━━ Records for this exercise

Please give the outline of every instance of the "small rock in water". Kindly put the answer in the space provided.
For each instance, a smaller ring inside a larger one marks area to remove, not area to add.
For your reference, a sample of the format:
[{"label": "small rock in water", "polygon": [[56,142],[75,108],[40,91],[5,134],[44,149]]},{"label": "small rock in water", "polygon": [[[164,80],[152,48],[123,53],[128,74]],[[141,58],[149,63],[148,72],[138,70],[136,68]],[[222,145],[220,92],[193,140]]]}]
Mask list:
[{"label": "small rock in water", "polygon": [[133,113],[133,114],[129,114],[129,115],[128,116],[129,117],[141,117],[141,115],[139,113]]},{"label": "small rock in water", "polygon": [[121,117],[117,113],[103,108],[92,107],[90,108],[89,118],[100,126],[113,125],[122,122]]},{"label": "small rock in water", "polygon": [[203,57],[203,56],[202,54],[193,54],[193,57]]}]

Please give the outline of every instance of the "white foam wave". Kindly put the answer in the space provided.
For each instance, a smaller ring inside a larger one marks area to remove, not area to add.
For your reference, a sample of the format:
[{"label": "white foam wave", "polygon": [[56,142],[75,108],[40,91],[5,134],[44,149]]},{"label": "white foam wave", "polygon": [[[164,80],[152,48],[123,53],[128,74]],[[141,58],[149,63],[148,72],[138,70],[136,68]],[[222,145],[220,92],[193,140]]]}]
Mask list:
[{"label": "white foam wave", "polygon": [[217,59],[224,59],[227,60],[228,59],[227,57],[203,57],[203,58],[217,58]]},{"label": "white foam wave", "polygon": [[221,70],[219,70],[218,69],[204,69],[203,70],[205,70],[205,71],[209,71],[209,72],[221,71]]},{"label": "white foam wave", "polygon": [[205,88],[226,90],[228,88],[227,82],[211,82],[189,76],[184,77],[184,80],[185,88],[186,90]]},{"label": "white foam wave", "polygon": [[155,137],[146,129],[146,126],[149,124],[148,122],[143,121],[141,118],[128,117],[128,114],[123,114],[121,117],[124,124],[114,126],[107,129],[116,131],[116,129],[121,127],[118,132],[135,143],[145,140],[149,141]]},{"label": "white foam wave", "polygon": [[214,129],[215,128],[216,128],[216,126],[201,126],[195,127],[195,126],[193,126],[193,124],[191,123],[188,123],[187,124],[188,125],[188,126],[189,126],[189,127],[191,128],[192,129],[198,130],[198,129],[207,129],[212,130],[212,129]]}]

━━━━

What is being asked
Extract each record, keeping it identical to the original.

Output for this exercise
Please give the outline of every instance of the "small rock in water". Kindly put the answer in the space provided.
For each instance, a smaller ring inside a larger one marks area to remove, not area to add.
For your reference, a sample of the format:
[{"label": "small rock in water", "polygon": [[56,142],[75,108],[40,91],[5,134],[44,149]]},{"label": "small rock in water", "polygon": [[[164,80],[152,48],[123,53],[128,74]],[[141,58],[149,63],[148,72],[138,70],[136,68]],[[222,145],[220,92],[193,140]]]}]
Mask list:
[{"label": "small rock in water", "polygon": [[133,113],[133,114],[129,114],[129,115],[128,116],[129,117],[141,117],[141,115],[139,113]]},{"label": "small rock in water", "polygon": [[121,117],[117,113],[103,108],[92,107],[90,108],[89,118],[100,126],[113,125],[122,122]]},{"label": "small rock in water", "polygon": [[203,57],[203,56],[202,54],[193,54],[193,57]]}]

Please give the outline of every instance of the "white foam wave". Kindly put the answer in the space provided.
For each instance, a smaller ring inside a larger one marks area to remove, not area to add.
For your reference, a sample of the format:
[{"label": "white foam wave", "polygon": [[56,142],[75,108],[40,91],[5,134],[44,149]]},{"label": "white foam wave", "polygon": [[[164,80],[152,48],[123,53],[128,74]],[[141,58],[149,63],[148,72],[138,70],[136,68]],[[222,145],[220,92],[193,140]]]}]
Mask list:
[{"label": "white foam wave", "polygon": [[217,59],[224,59],[227,60],[228,59],[227,57],[203,57],[203,58],[217,58]]},{"label": "white foam wave", "polygon": [[221,70],[219,70],[218,69],[204,69],[203,70],[205,70],[205,71],[209,71],[209,72],[221,71]]},{"label": "white foam wave", "polygon": [[205,88],[226,90],[228,88],[227,82],[211,82],[189,76],[184,77],[184,80],[185,88],[186,90]]},{"label": "white foam wave", "polygon": [[155,137],[146,129],[146,126],[149,124],[148,122],[143,121],[141,118],[128,117],[128,114],[123,114],[121,117],[124,124],[114,126],[107,129],[116,131],[116,129],[121,127],[118,132],[135,143],[145,140],[149,141]]},{"label": "white foam wave", "polygon": [[214,129],[215,128],[216,128],[216,126],[201,126],[195,127],[195,126],[193,126],[193,124],[191,123],[188,123],[187,124],[188,125],[188,126],[189,126],[189,127],[191,128],[192,129],[198,130],[198,129],[207,129],[212,130],[212,129]]}]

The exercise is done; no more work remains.